「Winnyを使い続けることには相当のリスクがある」――米eEyeの鵜飼氏

先日、Winnyの脆弱性を発見してIPAに通知した米eEye Digital Securityの鵜飼裕司氏は「このままの状態でWinnyを使い続けることには相当のリスクが存在する」と語る。

» 2006年05月19日 11時01分 公開
[高橋睦美,ITmedia]

 「Winnyというソフトウェアは、流出したファイルを回収できないという設計の面に加え、暗号の使い方など実装の面でもセキュリティが考えられていない。元々脆弱なソフトウェアと言えるだろう」――先日、Winnyの脆弱性を発見してIPAに通知した米eEye Digital Securityのシニアソフトウェアエンジニア、鵜飼裕司氏は、ITmediaの取材に対しこのように述べた。

 鵜飼氏は今年3月、Winnyにヒープオーバーフローの脆弱性が存在することを確認し、IPAに通知を行った。しかし、Winnyのバージョンアップなどが著作権侵害の幇助に問われる可能性があることから、作者によるパッチの提供は行われておらず、Winnyを使用しないことが回避策となっている(関連記事)

» **提供情報**:

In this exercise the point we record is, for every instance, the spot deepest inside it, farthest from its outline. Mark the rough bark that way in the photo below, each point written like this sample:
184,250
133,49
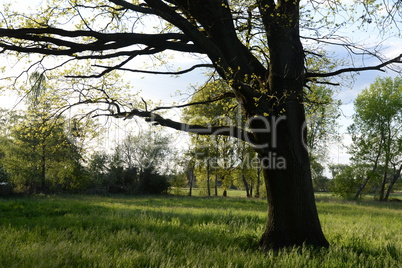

» **課題の目的**:
Winnyの脆弱性についての本文を読み、次の(a)〜(c)が本文と合っているかを「はい」か「いいえ」で答えてください。それぞれ、判断の決め手となる本文の語句を正確に引用してください。
(a) 鵜飼氏はWinnyの脆弱性をIPAに通知した。
(b) Winnyの作者はすでにパッチを提供している。
(c) 鵜飼氏が脆弱性を確認したのは今年5月である。

» **回答**:
(a) はい。「Winnyにヒープオーバーフローの脆弱性が存在することを確認し、IPAに通知を行った」
(b) いいえ。「作者によるパッチの提供は行われておらず」
(c) いいえ。「鵜飼氏は今年3月、Winnyにヒープオーバーフローの脆弱性が存在することを確認し」